_Action item_
Write out all of the records exactly once more and skip the images.

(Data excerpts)

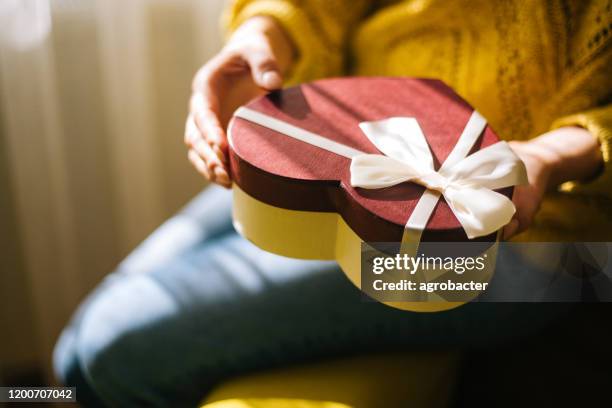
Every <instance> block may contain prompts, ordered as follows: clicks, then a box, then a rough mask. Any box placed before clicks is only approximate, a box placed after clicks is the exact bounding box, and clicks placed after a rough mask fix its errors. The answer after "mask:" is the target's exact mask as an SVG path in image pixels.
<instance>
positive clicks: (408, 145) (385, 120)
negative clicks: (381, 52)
mask: <svg viewBox="0 0 612 408" xmlns="http://www.w3.org/2000/svg"><path fill="white" fill-rule="evenodd" d="M234 116H236V117H239V118H242V119H246V120H248V121H250V122H253V123H256V124H258V125H261V126H264V127H266V128H269V129H272V130H275V131H277V132H279V133H281V134H284V135H286V136H290V137H292V138H295V139H297V140H301V141H302V142H305V143H308V144H311V145H314V146H317V147H319V148H321V149H325V150H328V151H331V152H333V153H336V154H338V155H341V156H344V157H347V158H349V159H351V168H350V170H351V185H352V186H354V187H361V188H366V189H378V188H385V187H391V186H394V185H397V184H401V183H404V182H408V181H410V182H414V183H418V184H420V185H422V186H425V187H426V188H427V189H426V190H425V192H424V194H423V196H422V197H421V198H420V199H419V202H418V203H417V205H416V207H415V209H414V211H413V212H412V214H411V215H410V217H409V219H408V222H407V223H406V228H405V233H404V238H403V241H410V242H418V240H419V239H420V235H421V233H422V231H423V230H424V229H425V227H426V225H427V222H428V220H429V218H430V217H431V214H432V212H433V210H434V208H435V205H436V203H437V202H438V200H439V198H440V195H443V196H444V198H445V200H446V202H447V203H448V205H449V207H450V208H451V210H452V211H453V213H454V214H455V216H456V217H457V219H458V220H459V223H460V224H461V226H462V227H463V228H464V230H465V232H466V234H467V236H468V238H470V239H472V238H477V237H480V236H485V235H489V234H491V233H493V232H495V231H497V230H499V229H500V228H502V227H503V226H504V225H506V224H507V223H508V222H510V219H511V218H512V216H513V215H514V212H515V208H514V204H513V203H512V201H511V200H509V199H508V198H507V197H506V196H504V195H502V194H499V193H497V192H495V191H493V190H494V189H499V188H504V187H509V186H513V185H518V184H523V183H525V182H526V180H527V177H526V171H525V167H524V165H523V163H522V162H521V161H520V159H519V158H518V157H517V156H516V155H515V154H514V152H513V151H512V149H510V147H509V146H508V144H507V143H505V142H498V143H495V144H493V145H491V146H488V147H486V148H484V149H481V150H479V151H477V152H476V153H474V154H471V155H469V156H467V154H468V153H469V151H470V150H471V149H472V147H473V146H474V143H475V142H476V140H478V137H479V136H480V134H481V133H482V131H483V130H484V128H485V127H486V121H485V120H484V118H483V117H482V116H481V115H480V114H479V113H478V112H476V111H474V112H473V113H472V116H471V117H470V119H469V121H468V123H467V124H466V126H465V129H464V130H463V132H462V134H461V136H460V137H459V140H458V142H457V144H456V145H455V147H454V148H453V150H452V151H451V153H450V154H449V156H448V157H447V159H446V161H445V162H444V163H443V164H442V166H441V167H440V169H439V170H438V171H435V168H434V164H433V156H432V155H431V151H430V149H429V146H428V144H427V140H426V139H425V136H424V135H423V131H422V130H421V128H420V126H419V124H418V122H417V121H416V119H414V118H407V117H394V118H388V119H384V120H379V121H374V122H362V123H360V124H359V127H360V128H361V130H362V131H363V132H364V133H365V134H366V136H367V137H368V139H369V140H370V141H371V142H372V144H374V146H376V147H377V148H378V150H380V151H381V152H382V153H384V154H366V153H364V152H361V151H359V150H357V149H354V148H352V147H349V146H346V145H344V144H341V143H338V142H334V141H333V140H330V139H328V138H325V137H323V136H320V135H317V134H315V133H312V132H308V131H306V130H304V129H301V128H299V127H297V126H293V125H291V124H288V123H286V122H284V121H281V120H279V119H275V118H272V117H270V116H268V115H265V114H263V113H260V112H256V111H254V110H252V109H248V108H245V107H241V108H239V109H238V110H237V111H236V112H235V113H234ZM231 143H232V141H231V132H230V144H231ZM466 156H467V157H466Z"/></svg>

_Written response_
Every <instance> block may contain prompts, ordered as follows: clicks, then a box, then a rough mask. Any box placed before clicks is only approximate, a box placed after clicks is the exact bounding box, and clicks placed after a rough mask fix its errors. The answer after "mask:" is the target's exact mask as an SVG path in image pixels.
<instance>
positive clicks: (408, 145) (385, 120)
negative clicks: (381, 52)
mask: <svg viewBox="0 0 612 408" xmlns="http://www.w3.org/2000/svg"><path fill="white" fill-rule="evenodd" d="M234 116H236V117H239V118H242V119H246V120H248V121H250V122H253V123H256V124H258V125H261V126H264V127H266V128H269V129H272V130H275V131H277V132H279V133H281V134H284V135H286V136H290V137H292V138H295V139H297V140H301V141H302V142H305V143H308V144H311V145H314V146H317V147H319V148H321V149H325V150H328V151H331V152H333V153H336V154H338V155H341V156H344V157H347V158H349V159H351V168H350V170H351V185H352V186H354V187H361V188H366V189H378V188H385V187H391V186H394V185H397V184H401V183H404V182H408V181H410V182H414V183H418V184H420V185H422V186H425V187H426V188H427V189H426V190H425V192H424V194H423V196H422V197H421V198H420V199H419V202H418V203H417V205H416V207H415V209H414V211H413V212H412V214H411V215H410V217H409V219H408V222H407V223H406V228H405V233H404V238H403V241H410V242H418V240H419V239H420V235H421V233H422V231H423V230H424V229H425V227H426V225H427V222H428V220H429V218H430V217H431V214H432V212H433V210H434V208H435V205H436V203H437V202H438V200H439V198H440V195H443V196H444V198H445V200H446V202H447V203H448V205H449V207H450V208H451V210H452V211H453V213H454V214H455V216H456V217H457V219H458V220H459V223H460V224H461V226H462V227H463V228H464V230H465V232H466V234H467V236H468V238H470V239H472V238H477V237H480V236H485V235H489V234H491V233H493V232H495V231H497V230H499V229H500V228H502V227H503V226H504V225H506V224H507V223H508V222H510V219H511V218H512V216H513V215H514V212H515V208H514V204H513V203H512V201H511V200H509V199H508V198H507V197H506V196H504V195H502V194H499V193H497V192H495V191H493V190H494V189H499V188H504V187H509V186H513V185H518V184H523V183H525V182H526V180H527V177H526V171H525V167H524V165H523V163H522V162H521V161H520V159H519V158H518V157H517V156H516V155H515V154H514V152H513V151H512V149H510V147H509V146H508V144H507V143H505V142H498V143H495V144H493V145H491V146H488V147H486V148H484V149H481V150H479V151H477V152H476V153H474V154H471V155H469V156H467V154H468V153H469V151H470V150H471V149H472V147H473V146H474V143H475V142H476V140H478V137H479V136H480V134H481V133H482V131H483V130H484V128H485V127H486V121H485V120H484V118H483V117H482V116H481V115H480V114H479V113H478V112H476V111H474V112H473V113H472V116H471V117H470V119H469V121H468V123H467V124H466V126H465V129H464V130H463V132H462V134H461V136H460V137H459V140H458V142H457V144H456V145H455V147H454V148H453V150H452V151H451V153H450V154H449V156H448V157H447V159H446V161H445V162H444V163H443V164H442V166H441V167H440V169H439V170H438V171H435V168H434V164H433V156H432V155H431V151H430V149H429V146H428V144H427V140H426V139H425V136H424V135H423V131H422V130H421V128H420V126H419V124H418V122H417V121H416V119H414V118H407V117H394V118H388V119H384V120H379V121H374V122H362V123H360V124H359V127H360V128H361V130H362V131H363V132H364V133H365V134H366V136H367V137H368V139H369V140H370V141H371V142H372V144H374V146H376V147H377V148H378V150H380V151H381V152H382V153H384V154H366V153H364V152H361V151H359V150H357V149H354V148H352V147H349V146H346V145H344V144H341V143H338V142H334V141H333V140H330V139H328V138H325V137H323V136H320V135H317V134H315V133H312V132H308V131H306V130H304V129H301V128H299V127H297V126H293V125H291V124H288V123H286V122H284V121H281V120H279V119H275V118H272V117H270V116H268V115H265V114H263V113H260V112H256V111H254V110H252V109H248V108H245V107H241V108H239V109H238V110H237V111H236V112H235V113H234ZM231 143H232V141H231V132H230V144H231ZM466 156H467V157H466Z"/></svg>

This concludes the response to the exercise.